WHAT YOU SHOULD DO: Please lay out the data from the line with "outline standing person, every instance" to the line with "M 223 118 L", both included, as a Markdown table with the columns No. and Data line, skipping any blank lines.

MATERIAL FOR THIS EXERCISE:
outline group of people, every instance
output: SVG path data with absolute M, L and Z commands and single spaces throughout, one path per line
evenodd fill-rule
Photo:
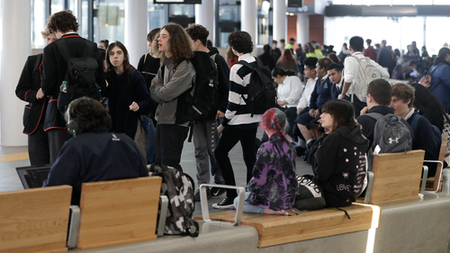
M 438 154 L 440 143 L 429 140 L 432 124 L 442 131 L 448 116 L 440 103 L 429 105 L 423 101 L 438 101 L 426 86 L 444 89 L 445 83 L 431 77 L 422 85 L 397 84 L 392 88 L 382 79 L 389 77 L 387 71 L 370 60 L 381 78 L 364 87 L 357 68 L 366 59 L 362 53 L 364 41 L 357 36 L 350 40 L 351 57 L 346 59 L 344 70 L 329 58 L 305 58 L 304 86 L 295 73 L 298 69 L 275 65 L 272 76 L 278 85 L 277 106 L 264 114 L 253 114 L 246 98 L 252 68 L 264 58 L 251 55 L 251 36 L 241 31 L 230 34 L 229 46 L 238 61 L 229 68 L 230 59 L 227 62 L 217 49 L 207 46 L 209 32 L 203 26 L 184 29 L 167 23 L 148 34 L 150 52 L 142 56 L 137 69 L 130 64 L 122 43 L 103 41 L 105 57 L 96 47 L 91 57 L 99 67 L 96 85 L 106 104 L 81 97 L 60 112 L 58 95 L 61 84 L 68 81 L 68 62 L 59 50 L 60 41 L 67 42 L 72 57 L 84 56 L 87 45 L 94 44 L 76 33 L 77 27 L 70 11 L 50 17 L 42 33 L 48 46 L 42 56 L 29 58 L 16 89 L 17 96 L 30 103 L 23 132 L 29 135 L 32 165 L 52 164 L 44 185 L 73 185 L 75 203 L 79 202 L 82 183 L 148 176 L 144 154 L 136 145 L 145 116 L 151 118 L 150 124 L 156 123 L 154 140 L 148 144 L 155 149 L 155 163 L 183 170 L 180 159 L 190 122 L 179 122 L 176 113 L 180 95 L 195 86 L 196 70 L 189 60 L 194 51 L 204 52 L 214 61 L 218 83 L 215 107 L 192 126 L 198 184 L 209 183 L 212 175 L 218 185 L 235 185 L 229 152 L 240 141 L 248 191 L 245 212 L 287 214 L 284 209 L 292 207 L 298 185 L 295 163 L 300 139 L 305 140 L 304 148 L 313 143 L 319 147 L 313 171 L 327 206 L 355 202 L 364 190 L 364 158 L 372 149 L 374 122 L 364 117 L 367 113 L 401 116 L 410 125 L 413 149 L 425 149 L 426 159 L 436 159 Z M 50 43 L 53 34 L 58 40 Z M 289 44 L 293 42 L 290 40 Z M 450 61 L 450 53 L 440 59 L 448 68 L 444 62 L 447 58 Z M 258 149 L 255 140 L 259 125 L 266 141 Z M 207 196 L 225 192 L 213 207 L 234 206 L 234 190 L 212 187 Z M 194 200 L 199 199 L 197 191 Z

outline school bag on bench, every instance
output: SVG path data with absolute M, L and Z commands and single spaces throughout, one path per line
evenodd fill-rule
M 161 194 L 168 198 L 168 212 L 164 234 L 198 237 L 198 222 L 193 221 L 194 180 L 189 175 L 165 165 L 152 165 L 150 176 L 163 178 Z

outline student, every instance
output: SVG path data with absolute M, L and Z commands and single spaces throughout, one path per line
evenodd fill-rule
M 363 135 L 370 141 L 369 149 L 374 143 L 374 131 L 375 131 L 376 120 L 365 115 L 366 113 L 377 113 L 382 115 L 393 114 L 394 110 L 388 107 L 392 97 L 392 88 L 391 84 L 384 79 L 375 79 L 369 83 L 367 87 L 367 106 L 361 110 L 361 115 L 356 119 L 363 127 Z M 412 136 L 412 130 L 410 124 L 402 119 L 403 123 L 410 128 Z
M 286 116 L 276 108 L 261 116 L 261 126 L 269 141 L 261 145 L 248 182 L 244 212 L 288 215 L 292 208 L 298 183 L 295 177 L 295 149 L 284 135 Z M 238 198 L 234 205 L 238 207 Z
M 256 59 L 250 53 L 253 51 L 253 42 L 250 34 L 247 32 L 237 31 L 230 33 L 228 42 L 239 60 L 245 60 L 253 67 L 256 67 Z M 259 60 L 259 59 L 258 59 Z M 218 127 L 221 132 L 214 155 L 225 180 L 225 185 L 236 185 L 233 167 L 230 160 L 229 152 L 240 141 L 242 153 L 247 167 L 247 182 L 252 177 L 255 156 L 255 139 L 259 122 L 260 114 L 251 115 L 247 108 L 244 97 L 248 95 L 252 70 L 242 64 L 236 63 L 230 70 L 230 95 L 227 112 L 223 122 Z M 225 198 L 212 204 L 218 209 L 232 208 L 233 200 L 237 197 L 236 190 L 227 189 Z
M 425 117 L 414 112 L 414 88 L 405 84 L 395 84 L 392 86 L 391 107 L 394 113 L 405 119 L 412 129 L 412 149 L 425 150 L 425 160 L 437 160 L 439 158 L 440 141 L 436 141 L 433 126 Z M 417 123 L 415 123 L 417 122 Z M 436 163 L 427 163 L 428 177 L 436 174 Z
M 74 138 L 64 143 L 44 187 L 72 185 L 71 203 L 77 205 L 83 183 L 148 176 L 133 140 L 126 134 L 109 132 L 111 117 L 100 102 L 76 99 L 66 114 Z
M 108 56 L 106 97 L 112 122 L 111 130 L 126 133 L 135 139 L 140 115 L 148 114 L 155 106 L 145 81 L 139 71 L 130 64 L 125 46 L 115 41 L 106 50 Z
M 76 57 L 81 57 L 87 43 L 93 43 L 92 57 L 97 61 L 99 71 L 95 74 L 96 84 L 102 90 L 104 90 L 106 84 L 104 81 L 104 60 L 101 58 L 101 50 L 97 45 L 87 40 L 81 38 L 76 31 L 78 23 L 76 18 L 71 11 L 62 11 L 54 14 L 47 24 L 50 32 L 56 37 L 64 40 L 70 51 Z M 64 115 L 58 109 L 58 95 L 59 86 L 66 78 L 68 71 L 68 62 L 59 51 L 57 44 L 51 43 L 44 48 L 43 53 L 43 81 L 42 93 L 49 96 L 49 104 L 46 109 L 44 129 L 49 134 L 49 145 L 50 150 L 50 163 L 53 163 L 59 153 L 64 142 L 70 138 L 67 131 Z M 68 80 L 66 80 L 68 81 Z
M 276 67 L 272 70 L 272 78 L 278 84 L 278 106 L 286 114 L 289 122 L 286 133 L 293 137 L 291 126 L 294 126 L 294 121 L 297 118 L 297 104 L 299 103 L 302 93 L 302 81 L 296 76 L 288 75 L 288 71 Z
M 315 178 L 323 189 L 327 207 L 350 205 L 363 191 L 369 140 L 355 121 L 349 102 L 328 101 L 319 122 L 325 134 L 314 144 L 319 145 L 313 167 Z
M 181 25 L 169 23 L 161 28 L 158 44 L 153 44 L 164 68 L 164 70 L 159 68 L 150 86 L 151 98 L 159 104 L 155 117 L 156 163 L 182 171 L 181 152 L 189 122 L 176 124 L 176 104 L 178 96 L 195 84 L 195 68 L 185 60 L 194 57 L 193 41 Z
M 47 46 L 57 40 L 48 27 L 40 33 Z M 28 135 L 28 155 L 32 166 L 49 164 L 50 159 L 49 135 L 44 131 L 45 108 L 49 99 L 42 93 L 41 77 L 42 54 L 29 56 L 15 88 L 15 95 L 21 100 L 28 102 L 23 113 L 23 133 Z
M 207 52 L 208 55 L 214 60 L 218 70 L 218 89 L 213 94 L 215 99 L 215 107 L 212 108 L 208 116 L 204 120 L 197 120 L 194 125 L 194 147 L 195 148 L 195 161 L 197 167 L 197 182 L 198 185 L 210 184 L 210 165 L 211 175 L 217 185 L 223 185 L 223 180 L 220 168 L 217 164 L 214 157 L 214 148 L 217 147 L 219 141 L 219 132 L 217 126 L 219 120 L 223 118 L 227 109 L 229 84 L 230 84 L 230 68 L 227 62 L 219 54 L 216 48 L 207 48 L 206 40 L 210 32 L 202 25 L 192 24 L 186 28 L 187 34 L 192 38 L 194 50 L 196 51 Z M 206 190 L 208 197 L 219 196 L 225 193 L 223 188 L 212 187 Z M 200 191 L 197 189 L 194 196 L 194 201 L 200 201 Z
M 346 66 L 344 72 L 346 81 L 344 83 L 344 87 L 342 88 L 342 94 L 338 96 L 339 99 L 345 99 L 352 102 L 355 106 L 356 117 L 359 116 L 361 110 L 367 105 L 365 103 L 365 97 L 367 95 L 365 90 L 369 84 L 364 83 L 364 78 L 362 77 L 363 75 L 360 75 L 360 71 L 358 70 L 361 68 L 360 63 L 356 59 L 357 58 L 362 61 L 366 60 L 366 58 L 364 58 L 362 53 L 363 50 L 363 38 L 359 36 L 352 37 L 350 39 L 350 52 L 353 57 L 347 57 L 344 61 L 344 66 Z M 389 73 L 378 63 L 370 59 L 370 64 L 380 71 L 382 78 L 389 78 Z

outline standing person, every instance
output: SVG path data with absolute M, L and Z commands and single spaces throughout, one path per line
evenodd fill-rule
M 367 106 L 366 101 L 366 91 L 369 84 L 364 83 L 365 76 L 361 73 L 360 61 L 365 61 L 367 59 L 364 58 L 362 51 L 364 50 L 364 40 L 359 36 L 355 36 L 350 39 L 350 52 L 352 57 L 346 58 L 344 61 L 345 70 L 345 83 L 342 88 L 342 93 L 338 96 L 339 99 L 345 99 L 351 101 L 353 106 L 355 107 L 356 116 L 359 116 L 361 110 Z M 356 58 L 358 59 L 356 59 Z M 382 68 L 375 61 L 369 59 L 372 66 L 375 67 L 376 69 L 381 73 L 381 77 L 383 79 L 389 78 L 389 73 L 386 69 Z
M 295 149 L 284 136 L 284 113 L 276 108 L 261 116 L 263 130 L 269 140 L 257 150 L 253 177 L 248 184 L 244 212 L 288 215 L 284 209 L 292 208 L 298 186 L 295 178 Z M 238 207 L 238 198 L 234 200 Z
M 104 60 L 101 58 L 100 50 L 97 45 L 81 38 L 76 31 L 78 23 L 71 11 L 62 11 L 54 14 L 47 24 L 50 32 L 56 37 L 67 42 L 70 52 L 74 57 L 81 57 L 87 44 L 94 48 L 92 58 L 98 64 L 98 71 L 95 72 L 96 84 L 104 91 L 106 87 L 104 82 Z M 62 41 L 61 41 L 62 42 Z M 68 132 L 64 115 L 58 109 L 58 95 L 59 86 L 66 79 L 68 62 L 58 48 L 58 41 L 44 48 L 43 60 L 43 83 L 42 93 L 49 97 L 49 104 L 45 113 L 44 129 L 49 134 L 49 146 L 50 150 L 50 163 L 55 162 L 58 153 L 66 140 L 70 138 Z
M 223 118 L 227 110 L 230 68 L 227 62 L 219 54 L 216 48 L 206 47 L 206 40 L 210 32 L 202 25 L 192 24 L 186 28 L 187 34 L 191 37 L 194 44 L 194 50 L 203 51 L 214 60 L 218 70 L 218 89 L 213 94 L 215 107 L 212 108 L 206 119 L 197 120 L 194 124 L 194 147 L 195 148 L 195 164 L 197 168 L 198 185 L 210 184 L 210 171 L 217 185 L 223 185 L 220 168 L 216 161 L 214 150 L 219 141 L 219 132 L 217 126 L 219 120 Z M 269 55 L 269 57 L 271 57 Z M 211 165 L 211 170 L 210 170 Z M 206 190 L 208 198 L 219 196 L 225 193 L 223 188 L 212 187 Z M 194 195 L 194 201 L 200 201 L 200 191 L 197 189 Z
M 315 178 L 322 186 L 327 207 L 350 205 L 363 191 L 369 140 L 361 133 L 353 106 L 346 101 L 327 102 L 319 122 L 325 134 L 316 141 Z
M 193 41 L 181 25 L 169 23 L 161 28 L 158 44 L 162 66 L 151 81 L 150 95 L 158 103 L 155 136 L 156 163 L 182 171 L 183 144 L 189 131 L 188 122 L 176 124 L 178 96 L 195 84 L 195 68 L 185 60 L 194 57 Z
M 46 27 L 40 32 L 46 45 L 57 40 Z M 49 164 L 49 135 L 44 131 L 45 109 L 49 99 L 42 93 L 42 54 L 32 55 L 22 70 L 15 95 L 28 102 L 23 112 L 23 133 L 28 135 L 28 156 L 32 166 Z
M 141 56 L 138 63 L 138 70 L 144 77 L 147 89 L 150 88 L 151 80 L 157 76 L 159 69 L 160 59 L 151 51 L 153 42 L 157 40 L 160 28 L 155 28 L 147 34 L 147 41 L 148 42 L 149 52 Z M 155 112 L 153 112 L 155 113 Z
M 247 32 L 237 31 L 230 33 L 228 43 L 239 60 L 245 60 L 252 67 L 257 66 L 256 59 L 250 53 L 253 51 L 253 42 Z M 258 59 L 259 60 L 259 59 Z M 227 112 L 218 131 L 221 132 L 220 140 L 214 152 L 217 162 L 222 172 L 225 184 L 236 185 L 233 167 L 230 160 L 229 152 L 240 141 L 244 161 L 247 167 L 247 182 L 252 177 L 255 156 L 255 139 L 259 122 L 259 114 L 251 115 L 247 108 L 245 97 L 248 96 L 247 86 L 250 83 L 252 69 L 242 65 L 235 64 L 230 70 L 230 95 Z M 227 189 L 227 195 L 212 207 L 229 209 L 233 207 L 233 200 L 237 197 L 236 190 Z
M 429 69 L 429 78 L 422 77 L 420 84 L 431 91 L 439 99 L 446 112 L 450 113 L 450 50 L 442 48 Z
M 148 114 L 155 104 L 150 98 L 144 78 L 130 64 L 125 46 L 120 41 L 112 42 L 109 45 L 106 55 L 109 59 L 106 97 L 112 122 L 111 130 L 126 133 L 135 140 L 138 126 L 140 126 L 140 115 Z M 142 154 L 147 158 L 145 151 L 147 150 L 142 150 Z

WRITTEN RESPONSE:
| No. | Data line |
|---|---|
| 1 | outline standing person, every instance |
| 2 | output: SVG path data with absolute M, L and Z commands and single spaces throughout, one path per line |
| 3 | evenodd fill-rule |
| 4 | M 367 106 L 366 101 L 366 91 L 369 84 L 364 83 L 365 76 L 361 73 L 360 61 L 365 61 L 367 59 L 364 58 L 362 51 L 364 50 L 364 40 L 359 36 L 355 36 L 350 39 L 350 52 L 352 57 L 346 58 L 344 61 L 345 70 L 345 83 L 342 88 L 342 93 L 338 96 L 339 99 L 345 99 L 351 101 L 353 106 L 355 107 L 356 116 L 359 116 L 361 110 Z M 356 58 L 358 59 L 356 59 Z M 382 68 L 375 61 L 369 59 L 372 66 L 375 67 L 376 69 L 381 73 L 381 77 L 383 79 L 389 78 L 389 73 L 386 69 Z |
| 5 | M 295 149 L 284 136 L 284 113 L 276 108 L 261 116 L 263 130 L 269 140 L 257 150 L 253 177 L 248 184 L 244 212 L 288 215 L 284 209 L 292 208 L 298 186 L 295 178 Z M 238 207 L 238 198 L 234 200 Z |
| 6 | M 104 60 L 101 58 L 100 50 L 97 45 L 81 38 L 76 31 L 78 23 L 71 11 L 62 11 L 54 14 L 47 24 L 50 32 L 56 37 L 67 42 L 70 52 L 74 57 L 81 57 L 87 44 L 94 48 L 92 58 L 98 64 L 98 71 L 95 72 L 96 84 L 104 91 L 106 87 L 104 82 Z M 62 41 L 61 41 L 62 42 Z M 68 132 L 64 115 L 58 109 L 58 95 L 59 86 L 66 79 L 68 62 L 58 48 L 58 41 L 44 48 L 43 60 L 43 83 L 42 93 L 49 97 L 49 104 L 45 113 L 44 129 L 49 134 L 49 146 L 50 150 L 50 163 L 55 162 L 58 153 L 66 140 L 70 138 Z |
| 7 | M 223 118 L 227 110 L 230 68 L 227 62 L 219 54 L 216 48 L 206 47 L 206 40 L 210 32 L 202 25 L 192 24 L 186 28 L 187 34 L 191 37 L 194 44 L 194 50 L 203 51 L 214 60 L 218 70 L 218 89 L 213 94 L 215 107 L 212 108 L 206 119 L 197 120 L 194 124 L 194 147 L 195 148 L 195 164 L 197 168 L 198 185 L 210 184 L 210 171 L 217 185 L 223 185 L 220 168 L 216 161 L 214 150 L 219 141 L 219 132 L 217 126 L 219 120 Z M 269 55 L 269 57 L 271 57 Z M 211 165 L 211 170 L 210 170 Z M 206 190 L 208 198 L 219 196 L 225 193 L 223 188 L 212 187 Z M 194 195 L 194 201 L 200 201 L 200 191 L 197 189 Z |